- [REQUIREMENTS]:
The data must be written out once more, precisely as given.

- [MATERIALS PROVIDED]:

------------------------------------

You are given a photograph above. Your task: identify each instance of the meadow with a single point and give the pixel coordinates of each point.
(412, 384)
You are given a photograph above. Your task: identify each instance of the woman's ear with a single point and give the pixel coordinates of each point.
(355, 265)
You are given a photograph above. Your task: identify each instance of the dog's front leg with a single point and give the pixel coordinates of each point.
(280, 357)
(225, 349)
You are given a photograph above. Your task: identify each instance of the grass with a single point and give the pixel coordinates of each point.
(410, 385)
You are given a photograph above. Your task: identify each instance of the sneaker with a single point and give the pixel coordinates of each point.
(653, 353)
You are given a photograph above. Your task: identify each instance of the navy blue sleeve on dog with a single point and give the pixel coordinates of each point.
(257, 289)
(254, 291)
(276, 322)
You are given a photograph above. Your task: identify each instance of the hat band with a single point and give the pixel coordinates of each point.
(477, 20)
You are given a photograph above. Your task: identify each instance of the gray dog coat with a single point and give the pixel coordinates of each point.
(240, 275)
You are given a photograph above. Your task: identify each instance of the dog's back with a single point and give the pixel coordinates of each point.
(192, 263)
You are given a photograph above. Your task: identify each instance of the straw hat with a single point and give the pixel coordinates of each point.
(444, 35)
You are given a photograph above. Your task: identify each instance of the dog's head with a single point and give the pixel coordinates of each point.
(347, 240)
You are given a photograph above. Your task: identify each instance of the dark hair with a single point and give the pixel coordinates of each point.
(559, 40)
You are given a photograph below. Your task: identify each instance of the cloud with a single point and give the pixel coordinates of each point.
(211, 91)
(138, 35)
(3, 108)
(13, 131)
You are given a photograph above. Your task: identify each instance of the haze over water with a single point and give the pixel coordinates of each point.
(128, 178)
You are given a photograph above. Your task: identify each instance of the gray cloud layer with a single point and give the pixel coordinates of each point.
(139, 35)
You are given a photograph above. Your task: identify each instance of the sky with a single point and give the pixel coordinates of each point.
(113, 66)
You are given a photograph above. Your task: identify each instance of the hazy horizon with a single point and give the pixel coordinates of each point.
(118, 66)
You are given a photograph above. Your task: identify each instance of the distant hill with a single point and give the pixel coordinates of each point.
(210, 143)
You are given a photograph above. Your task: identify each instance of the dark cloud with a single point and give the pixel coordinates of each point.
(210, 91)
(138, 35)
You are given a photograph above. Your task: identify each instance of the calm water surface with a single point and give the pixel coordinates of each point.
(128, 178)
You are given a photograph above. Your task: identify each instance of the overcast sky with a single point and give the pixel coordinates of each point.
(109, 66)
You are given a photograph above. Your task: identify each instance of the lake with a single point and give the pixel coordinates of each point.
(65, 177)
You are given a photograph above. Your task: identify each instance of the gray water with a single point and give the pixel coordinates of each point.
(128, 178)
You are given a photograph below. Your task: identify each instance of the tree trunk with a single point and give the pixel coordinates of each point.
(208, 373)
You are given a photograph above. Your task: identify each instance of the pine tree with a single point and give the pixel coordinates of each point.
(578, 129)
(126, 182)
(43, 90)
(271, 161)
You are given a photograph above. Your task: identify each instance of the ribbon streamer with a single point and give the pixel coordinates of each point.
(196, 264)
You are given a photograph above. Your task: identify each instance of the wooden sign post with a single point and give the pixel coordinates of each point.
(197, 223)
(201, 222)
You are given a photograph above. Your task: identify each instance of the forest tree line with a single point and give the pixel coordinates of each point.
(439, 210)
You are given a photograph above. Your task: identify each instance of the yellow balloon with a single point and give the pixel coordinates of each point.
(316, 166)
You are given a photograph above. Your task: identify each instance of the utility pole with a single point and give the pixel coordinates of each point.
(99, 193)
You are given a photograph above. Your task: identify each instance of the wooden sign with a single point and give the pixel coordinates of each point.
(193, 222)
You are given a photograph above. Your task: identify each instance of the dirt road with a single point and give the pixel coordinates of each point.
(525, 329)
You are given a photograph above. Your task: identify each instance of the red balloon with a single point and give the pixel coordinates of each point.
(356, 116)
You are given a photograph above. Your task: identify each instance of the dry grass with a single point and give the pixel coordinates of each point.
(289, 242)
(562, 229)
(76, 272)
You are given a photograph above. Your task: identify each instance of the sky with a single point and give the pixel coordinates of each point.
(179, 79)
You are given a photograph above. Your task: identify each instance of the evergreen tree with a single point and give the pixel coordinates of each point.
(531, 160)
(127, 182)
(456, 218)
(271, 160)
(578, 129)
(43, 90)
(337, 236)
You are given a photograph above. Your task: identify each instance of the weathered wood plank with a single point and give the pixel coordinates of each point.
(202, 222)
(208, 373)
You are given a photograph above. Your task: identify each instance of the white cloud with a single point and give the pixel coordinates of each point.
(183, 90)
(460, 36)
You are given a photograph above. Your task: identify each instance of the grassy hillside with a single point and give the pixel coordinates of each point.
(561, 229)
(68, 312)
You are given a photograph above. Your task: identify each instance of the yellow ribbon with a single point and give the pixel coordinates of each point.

------------------------------------

- [SOLUTION FOR THIS EXERCISE]:
You are given a photograph above. Your task: identify each instance of the meadow with a single point and give the pixel coordinates of each point.
(412, 384)
You are given a photograph above. Your task: identify each instance of the woman's ear with a single point and give the pixel coordinates of each point.
(355, 265)
You are given a photograph above. Your task: identify each instance of the dog's front leg with a single point and give the pixel coordinates of each point.
(280, 357)
(225, 349)
You are given a photograph above. Your task: identify each instance of the grass with a single point and give the pixel coordinates of each point.
(410, 385)
You are given a photograph above. Your task: identify each instance of the sneaker with a single point and give the pixel coordinates of each point.
(653, 353)
You are given a photograph above. Your task: identify each instance of the navy blue sleeve on dog with a single point and give the pixel coordinates of each point.
(257, 289)
(254, 291)
(276, 322)
You are given a photograph above. Your task: identify each instance of the hat band with a single point and give the pixel coordinates of each point.
(477, 20)
You are given a photograph above. Your task: identify each instance of the gray dog coat with a single point and give the pixel coordinates of each point.
(240, 275)
You are given a photograph above. Your task: identify each instance of the dog's back with a single point and give the pixel coordinates of each point.
(192, 263)
You are given a photograph above. Your task: identify each instance of the straw hat with a single point and give the pixel coordinates of each point.
(444, 35)
You are given a photograph above. Your task: identify each instance of the dog's head with a single point and give the pixel coordinates of each point.
(347, 240)
You are given a photograph above. Your task: identify each instance of the dark hair with a single point and give the pixel coordinates of each point.
(559, 40)
You are given a photograph below. Your task: identify each instance of the cloud with a single point and give the pixel coordinates of each point.
(211, 91)
(138, 35)
(3, 108)
(13, 131)
You are given a photograph above. Your task: identify each instance of the haze over water with a single point and give the pixel coordinates of each point.
(128, 178)
You are given a photograph above. Your task: identify each instance of the gray cloud layer with a single point and give the pixel coordinates of each point.
(139, 35)
You are given a photograph above. Your task: identify each instance of the sky with a single point and give the pixel coordinates of each point.
(113, 66)
You are given a photograph above. Your task: identify each instance of the hazy horizon with a single point and give the pixel coordinates of each point.
(118, 66)
You are given a photograph above. Your task: identify each instance of the distant hill with a single point and give the pixel coordinates of each point.
(210, 143)
You are given a photograph above. Your task: identify each instance of the dark cloud with a single point and give the pixel coordinates of each point.
(210, 91)
(138, 35)
You are given a photograph above. Your task: identify each instance of the calm water surface with a single point and give the pixel coordinates of each point.
(128, 178)
You are given a photograph above. Your task: identify each instance of the overcast sky with a single point and give the pixel coordinates of each point.
(109, 66)
You are given a photograph above. Your task: identify each instance of the lake with a single point and give the pixel coordinates of each point.
(65, 177)
You are given a photograph above. Your task: identify each instance of the gray water with a single point and give the pixel coordinates of each point.
(128, 178)
You are given a photograph below. Your task: identify each instance of the tree trunk with a single point and give the pixel coordinates of each point.
(208, 373)
You are given a photograph above. Your task: identify each instance of the pine tree with a single point and give the pixel coordinates of each point.
(578, 129)
(126, 182)
(43, 90)
(271, 161)
You are given a photograph above. Your task: identify each instance of the ribbon streamer with a single point and give the pixel coordinates of each point.
(196, 264)
You are given a photograph above. Your task: identify each instance of the wooden sign post with a single point and give the pixel coordinates of each point.
(197, 223)
(201, 222)
You are given a photograph above. Your task: identify each instance of the forest tree line with a single point and give the pixel coordinates of each point.
(439, 210)
You are given a photograph above. Your task: identify each instance of the yellow balloon with a single point and give the pixel coordinates of each point.
(316, 166)
You are given a photograph above. Your task: identify each instance of the utility pole with a single point and give the pixel coordinates of each point.
(99, 193)
You are given a photograph above. Your task: identify each instance of the wooden sign with a single point and give the pixel coordinates of each point.
(193, 222)
You are given a photograph above. Your task: identify each instance of the dirt road with a single point and give the pixel coordinates of each point.
(525, 329)
You are given a photograph above. Your task: identify each instance of the red balloon with a single point and give the pixel coordinates of each point.
(356, 116)
You are given a photograph above. Your task: identify each instance of the dry grass with a single point and give the pixel coordinates of each point.
(289, 242)
(562, 229)
(76, 272)
You are given a photograph above. Your task: identify each instance of the sky with a single point and give the pixel coordinates of each point.
(179, 79)
You are given a photograph above. Your task: identify each instance of the evergreen tree with a single point and give the pixel coordinates of each point.
(531, 160)
(127, 182)
(456, 218)
(271, 160)
(578, 129)
(43, 90)
(337, 236)
You are given a photograph above. Your task: identify each instance of the weathered wood plank with a single point and give the pixel coordinates of each point.
(202, 222)
(208, 373)
You are given a photograph above. Your task: identify each instance of the white cloud with a single point and give the pixel coordinates of each point.
(183, 90)
(460, 36)
You are given a photograph above. Your task: identify each instance of the grassy hillside with a single point and give the pixel coordinates of each point.
(561, 229)
(68, 312)
You are given a photograph above. Your task: identify each instance of the yellow ribbon with a single point and give the pixel coordinates of each point.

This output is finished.